--- Written task ---
Arrange everything from the start of the records down to and including the line containing "[[1068, 97]]" as a numbered list, omitting any blank lines.

--- Supplied data ---
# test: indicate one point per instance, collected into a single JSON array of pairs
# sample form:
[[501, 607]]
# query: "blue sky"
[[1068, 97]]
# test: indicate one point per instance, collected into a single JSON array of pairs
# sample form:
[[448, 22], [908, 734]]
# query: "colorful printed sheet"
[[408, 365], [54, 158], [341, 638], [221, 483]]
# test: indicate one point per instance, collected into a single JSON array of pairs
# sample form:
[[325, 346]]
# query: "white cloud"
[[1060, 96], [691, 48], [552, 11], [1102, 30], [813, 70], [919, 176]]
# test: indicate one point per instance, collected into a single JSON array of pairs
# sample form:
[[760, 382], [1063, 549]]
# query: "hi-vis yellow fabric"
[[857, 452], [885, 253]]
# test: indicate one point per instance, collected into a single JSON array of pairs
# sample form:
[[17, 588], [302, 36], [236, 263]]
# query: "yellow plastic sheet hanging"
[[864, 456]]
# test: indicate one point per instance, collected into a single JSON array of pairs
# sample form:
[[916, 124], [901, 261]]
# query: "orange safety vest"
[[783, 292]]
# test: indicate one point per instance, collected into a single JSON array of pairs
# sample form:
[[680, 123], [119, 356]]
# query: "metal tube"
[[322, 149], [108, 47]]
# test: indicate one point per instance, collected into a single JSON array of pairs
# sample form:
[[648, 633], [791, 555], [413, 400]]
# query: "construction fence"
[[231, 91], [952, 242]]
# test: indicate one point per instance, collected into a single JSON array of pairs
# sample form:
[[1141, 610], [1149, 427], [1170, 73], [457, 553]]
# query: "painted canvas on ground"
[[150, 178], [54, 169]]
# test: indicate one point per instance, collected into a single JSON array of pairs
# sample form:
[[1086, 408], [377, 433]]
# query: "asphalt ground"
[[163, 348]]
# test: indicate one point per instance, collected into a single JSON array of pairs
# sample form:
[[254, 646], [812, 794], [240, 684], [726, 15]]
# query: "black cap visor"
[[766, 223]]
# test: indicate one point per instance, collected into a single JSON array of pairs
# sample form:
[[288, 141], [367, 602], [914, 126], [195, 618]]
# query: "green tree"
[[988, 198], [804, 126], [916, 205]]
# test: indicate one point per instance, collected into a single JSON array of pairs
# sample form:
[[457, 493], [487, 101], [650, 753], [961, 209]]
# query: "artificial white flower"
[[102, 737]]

--- The response ---
1. # test: indicate one point per instance, collected into a single JSON array of pairs
2. # sample form:
3. [[501, 607]]
4. # query: "blue sky"
5. [[1068, 97]]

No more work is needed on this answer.